— Testo dell'esercizio —

══════════════════════════════

Il 25 marzo è il Dantedì, la giornata dedicata a Dante Alighieri istituita dal Ministero per i beni e le attività culturali e per il turismo.
Secondo gli studiosi, infatti, è proprio il 25 marzo che il Sommo Poeta iniziò il viaggio ultraterreno descritto nella Divina Commedia

In questa sezione, presentiamo un percorso di ricerca che attraversa un pezzo di storia della cultura italiana e friulana.
A partire dal giudizio che Dante riservò alla lingua friuliana nel De vulgari eloquentia, vi proponiamo una serie di riflessioni che ci condurranno a presentarvi la storia di una longeva rivista della Società Filologica Friulana, «Ce fastu?», e di altri progetti di questa importante istituzione friulana. 

Ecco che, attraverso questi esempi, l'eredità di Dante e della sua opera ci apparirà ancora oggi come un terreno fertile, che continua ad alimentare la produzione e la diffusione della cultura in Italia e nel mondo.

«Ces fas-tu?»: Dante e il suo giudizio sulla lingua friulana

Il De vulgari eloquentia  Scritto in latino tra il 1303 e il 1305, con ogni probabilità parallelamente ai primi versi dell'Inferno, il De vulgari eloquentia è ritenuto la prima opera di dialettologia composta in Europa. Il suo oggetto è la lingua volgare: la «nostra prima vera locutio» (DVE, I, ii) che «sine omni regula» impariamo imitando la nostra nutrice (DVE, I, ii). Questo, ovviamente, a differenza della gramatica, lingua di cui pochi – e solo dopo un lungo periodo di studio – possono dirsi familiari: il latino.

══════════════════════════════

— Voci fornite —
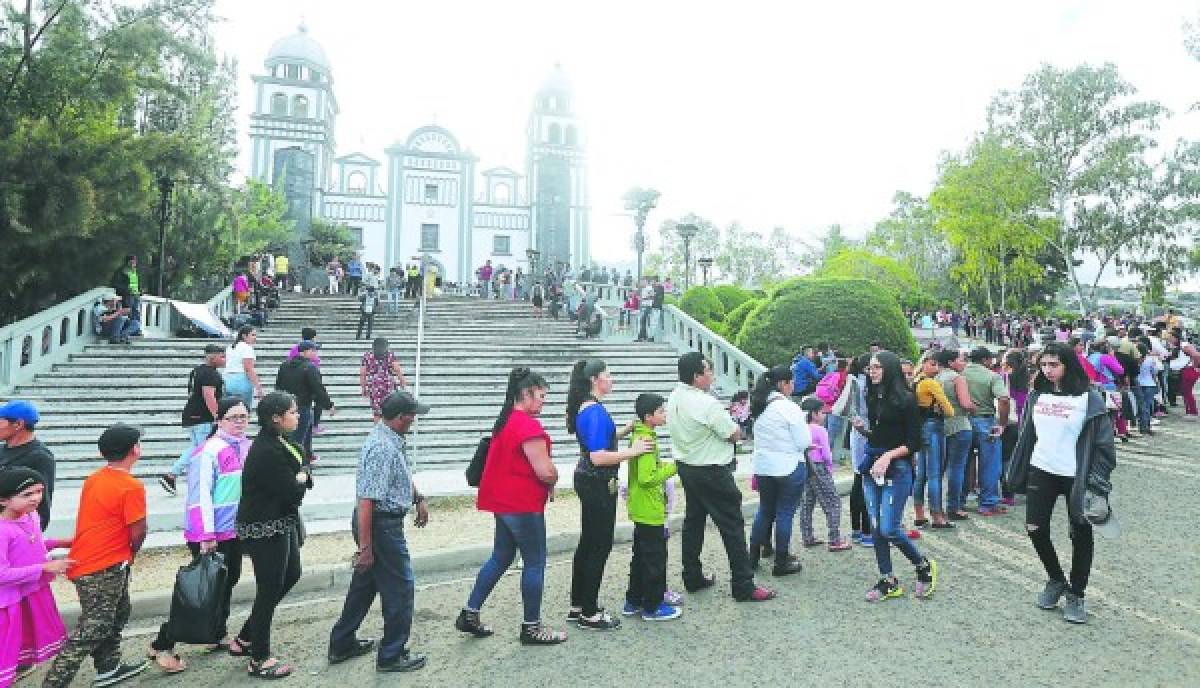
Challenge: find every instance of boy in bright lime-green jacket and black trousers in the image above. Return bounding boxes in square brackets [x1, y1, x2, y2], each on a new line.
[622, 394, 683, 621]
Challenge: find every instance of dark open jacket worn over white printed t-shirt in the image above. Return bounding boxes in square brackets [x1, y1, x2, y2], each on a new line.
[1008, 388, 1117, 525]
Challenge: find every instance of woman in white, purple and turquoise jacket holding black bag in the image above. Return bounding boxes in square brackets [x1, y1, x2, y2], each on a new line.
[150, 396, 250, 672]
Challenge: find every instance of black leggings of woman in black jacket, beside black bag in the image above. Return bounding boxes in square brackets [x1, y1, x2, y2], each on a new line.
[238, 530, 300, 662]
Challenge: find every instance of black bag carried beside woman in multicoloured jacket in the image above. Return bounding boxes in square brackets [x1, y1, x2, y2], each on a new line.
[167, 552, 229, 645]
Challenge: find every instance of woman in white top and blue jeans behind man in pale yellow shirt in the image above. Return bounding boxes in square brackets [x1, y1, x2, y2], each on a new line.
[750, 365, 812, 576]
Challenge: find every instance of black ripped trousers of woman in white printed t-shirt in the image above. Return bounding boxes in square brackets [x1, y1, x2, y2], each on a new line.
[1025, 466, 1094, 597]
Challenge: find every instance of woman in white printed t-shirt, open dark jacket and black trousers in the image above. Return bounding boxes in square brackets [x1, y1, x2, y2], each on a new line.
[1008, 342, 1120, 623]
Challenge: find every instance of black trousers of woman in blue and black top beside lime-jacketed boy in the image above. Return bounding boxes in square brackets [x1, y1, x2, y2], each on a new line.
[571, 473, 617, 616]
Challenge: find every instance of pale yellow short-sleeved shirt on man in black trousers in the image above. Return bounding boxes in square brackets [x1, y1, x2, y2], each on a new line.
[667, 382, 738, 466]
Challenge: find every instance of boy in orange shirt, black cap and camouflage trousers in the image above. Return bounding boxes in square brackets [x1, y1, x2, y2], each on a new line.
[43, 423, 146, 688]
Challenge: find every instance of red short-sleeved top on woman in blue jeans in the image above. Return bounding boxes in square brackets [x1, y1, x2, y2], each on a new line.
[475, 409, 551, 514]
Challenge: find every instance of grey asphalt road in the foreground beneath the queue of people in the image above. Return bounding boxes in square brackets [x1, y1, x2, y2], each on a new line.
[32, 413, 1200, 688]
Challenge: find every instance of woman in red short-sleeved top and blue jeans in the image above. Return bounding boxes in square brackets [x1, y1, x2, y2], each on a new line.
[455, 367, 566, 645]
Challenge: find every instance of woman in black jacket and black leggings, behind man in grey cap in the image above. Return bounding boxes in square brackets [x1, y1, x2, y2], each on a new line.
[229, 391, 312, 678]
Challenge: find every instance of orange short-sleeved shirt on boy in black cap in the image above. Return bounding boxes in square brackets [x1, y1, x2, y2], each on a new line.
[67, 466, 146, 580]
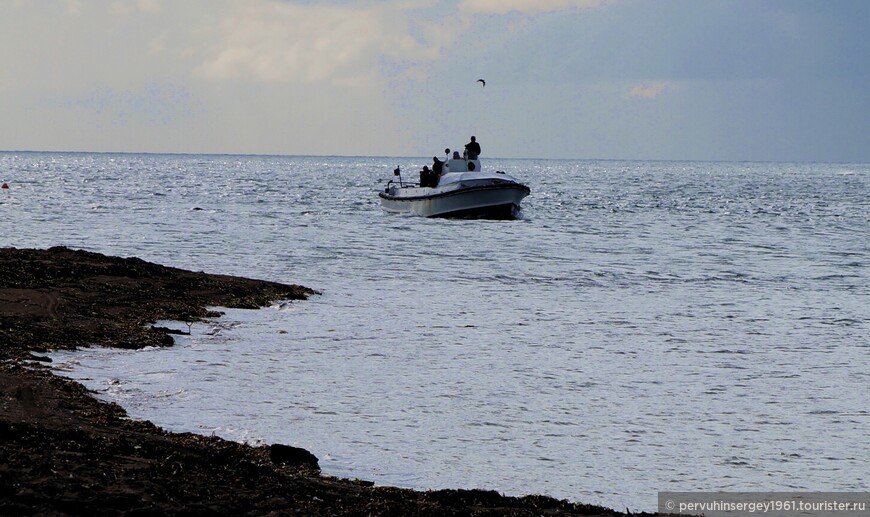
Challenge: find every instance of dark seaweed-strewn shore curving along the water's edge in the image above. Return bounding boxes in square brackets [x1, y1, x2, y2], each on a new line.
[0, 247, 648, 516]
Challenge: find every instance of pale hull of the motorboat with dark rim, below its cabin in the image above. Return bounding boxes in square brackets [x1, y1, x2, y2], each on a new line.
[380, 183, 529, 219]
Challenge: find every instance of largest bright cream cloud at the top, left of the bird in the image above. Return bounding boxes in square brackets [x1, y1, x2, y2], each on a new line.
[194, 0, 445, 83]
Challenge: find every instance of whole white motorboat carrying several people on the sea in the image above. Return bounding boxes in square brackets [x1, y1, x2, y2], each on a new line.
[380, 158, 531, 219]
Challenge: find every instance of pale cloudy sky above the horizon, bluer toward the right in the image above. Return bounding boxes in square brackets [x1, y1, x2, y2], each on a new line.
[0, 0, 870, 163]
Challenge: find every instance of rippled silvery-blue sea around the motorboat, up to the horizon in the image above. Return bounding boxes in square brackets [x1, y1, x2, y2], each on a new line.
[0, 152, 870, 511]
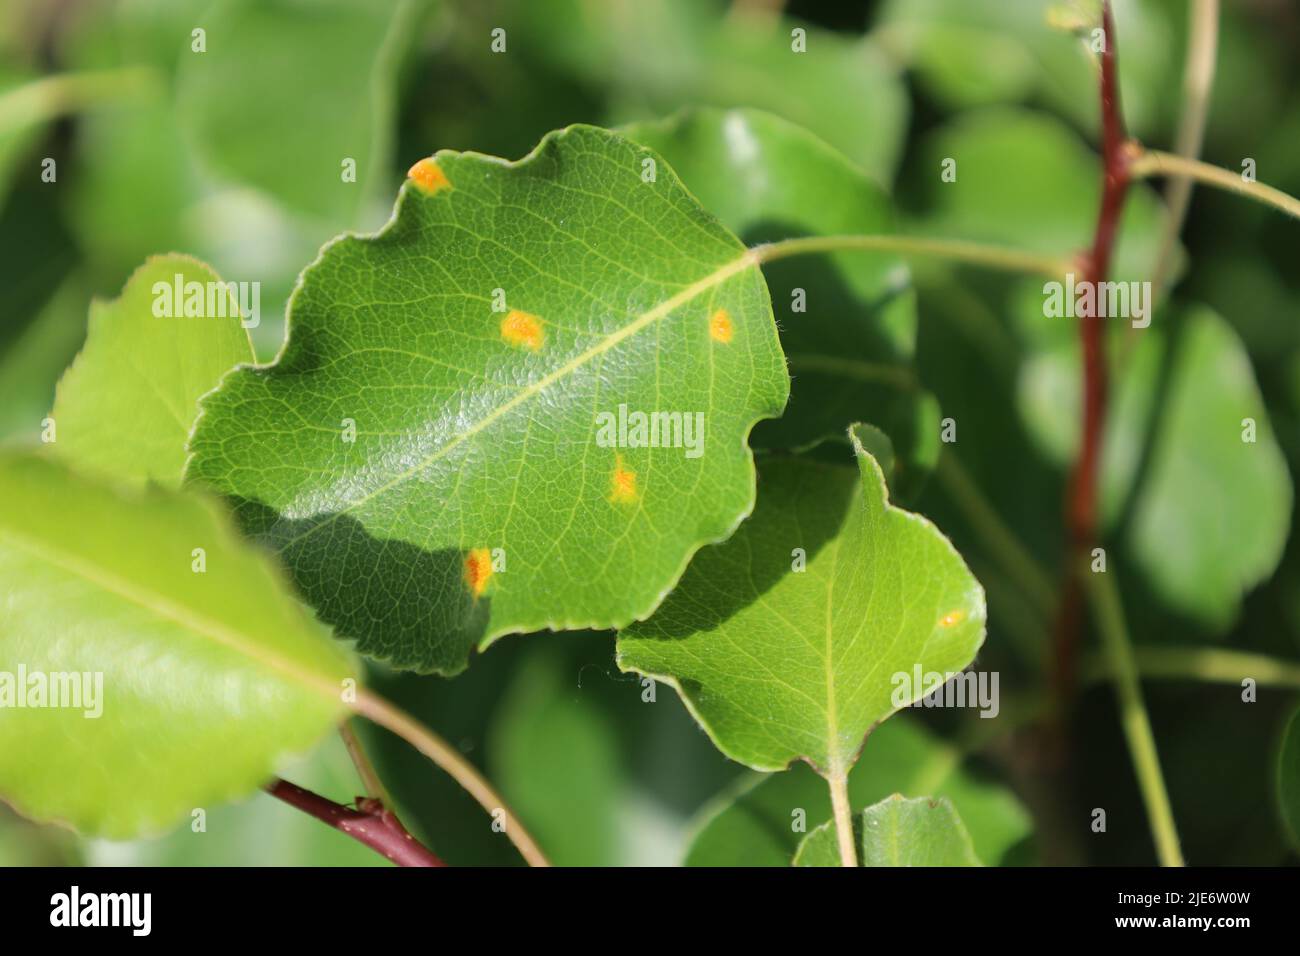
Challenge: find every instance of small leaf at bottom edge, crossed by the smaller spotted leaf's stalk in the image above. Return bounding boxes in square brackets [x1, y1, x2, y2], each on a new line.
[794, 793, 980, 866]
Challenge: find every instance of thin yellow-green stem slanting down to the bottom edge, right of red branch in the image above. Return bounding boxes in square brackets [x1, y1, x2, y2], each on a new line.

══════════════════════════════

— Consegna —
Quali opere di Dante, o parti di esse, nomina il testo sul Dantedì? Elencale tutte.

— Risposta —
- Divina Commedia
- De vulgari eloquentia
- Inferno